*Source extract*:
━━━━━━━━━━━━━━━━━━━━━━━━━━━━━━

Expressions such as, “All’s well that ends well”, are always based on some commonly shared human knowledge of experience. Interestingly, the expressions can change meaning when cultural attitudes and languages change; projecting new attitudes through the use of new interpretations for old proverbs. As meanings become reimagined, they may then become attributed to more recent sources; sources which support the new message to be communicated. Such may be the case for our little proverb about ending well. The original proverb dates from at least 1425, in a recording of the poem, “The Proverbs of Hendyng”: “Wel is him bat wel ende mai” (Well is him that may end well). This would appear to be a comment referring to a very personal situation. It seems to imply that it is a great fortune for a person to be allowed an ending which is considered to be good. What “ending well” might be, is left unsaid. From those words, we do not really know for sure what “ending well” means. It could refer the state of: a good death, a particularly valued social status, or a variable outcome which is dependant on the person’s situation. That is the nature of proverbs. Their meanings are time and culture dependant. It is only after the meaning is already well-known and understood by the populace, that the shorthand expression can deliver the message correctly. The people of the time or era in question, will all easily recognise the proverb and appropriately apply the correct meaning to the situation at hand.
In 1546, the same proverb was recorded by John Heywood in “A Dialogue Conteinyng the Nomber in Effect of all the Prouerbes in the Englishe Tongue”, written in late Middle English.
Lovers live by love, ye as larkes live by leeks
Said this Ales, muche more then halfe in mockage.
Tushe (quoth mine aunte) these lovers in dotage
Thinke the ground beare them not, but wed of corage
They must in all haste, though a leafe of borage
Might by all the substance that they can fell.
Wel aunt (quoth Ales) all is well that endes well.
From our point in time and culture the meaning of the above quote is uncertain. My interpretation may well have little in common with the author’s intended use. Whereas, his contemporaries would have immediately grasped the gist of what was being said and why; I am left completely in the dark to make an uneducated guess as to what might be meant. I had never before heard the expressions from the 1425 and 1546 quotes used in any context from those periods. Being from a more modern point in time, I am familiar with the phrase “All’s well that ends well” and I recognise it as being the title of a Shakespearean play from 1601; which is written in Elizabethan English. The scenario of that play is quite tortuous, with many changes of venue, confusions of characters, mixings of emotions, and twistings of plots; culminating in the so-called “well-ending” which ends the play. Shakespeare also uses this phrase in the dialogue of the text:
Yet, I pray you:
But with the word the time will bring on summer,
When briers shall have leaves as well as thorns,
And be as sweet as sharp. We must away;
Our wagon is prepared, and time revives us:
All’s well that ends well; still the fine’s the
Whate’er the course, the end is the renown.

━━━━━━━━━━━━━━━━━━━━━━━━━━━━━━

*Task A*: List each possible state that "ending well" could refer to, according to the passage above on the proverb "All's well that ends well".
*Task B*: Carry on the passage above about the proverb "All's well that ends well" from the point where it stops.

*Dataset excerpt*:

━━━━━━━━━━━━━━━━━━━━━━━━━━━━━━

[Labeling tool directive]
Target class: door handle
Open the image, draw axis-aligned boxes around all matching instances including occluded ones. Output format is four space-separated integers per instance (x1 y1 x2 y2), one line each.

━━━━━━━━━━━━━━━━━━━━━━━━━━━━━━

*Reply A*:
- a good death
- a particularly valued social status
- a variable outcome which is dependant on the person's situation

*Reply B*:
We may be forgiven for not readily understanding the words of Shakespeare, as they are written in Elizabethan English. “One of the primary obstacles between Shakespeare’s plays and modern audiences is his language. When he was writing, English was on the cusp of becoming Modern English and leaving Middle English behind.”- [Dan Shanley]. In considering the above quote, it is interesting for me to note that Shanley also gives his readers a list of common Modern English words which Shakespeare used quite differently than we do today. For Shakespeare the word, “crown”, meant “head”. And, as far as I know, the word “fine” is to be interpreted as “cost”. So, I may now read Shakespeare’s line as meaning the cost of the problems and pitfalls of an enterprise ending well, is the “head”. And, the ending of which is spoken of as being well, is a season of both leaves and thorns; being both sweet and sharp in its nature. These words sound much more wary and foreboding than I had ever before considered them to be; being certainly much less reassuring than the words of a “happy-ever-after” type of ending. The implication is that things may well turn out well, but, paid for at a dear price. The mixture of the summer being both sweet and sharp implies that ending well is a process and not a destination.
When considering the Taiping Rebellion, its ending has been a long and arduous process of sweet and sharp. It would take the successful metamorphosis of the many factors which had led to the creation and development of the Taiping Rebellion, before the Taiping Rebellion could truly be laid to rest in the annals of history; as something of antiquity, to be studied rather than lived. During this long process of change for the people of Southern China, new problems and pitfalls came about as people sought solutions for survival while still existing in the death throes of the repercussions from the Taiping Rebellion. For decades to come, the Chinese were incapable of reaching the point where the events which had unfolded at the hands of the Taiping, the Qing, and the West could be justified and forgotten. Which brings me to questions which are begging to be asked, “What has been the price paid for the Taiping Rebellion ending well?” and “What were the sweet leaves and sharp thorns to follow the ending of the era of the Taiping?”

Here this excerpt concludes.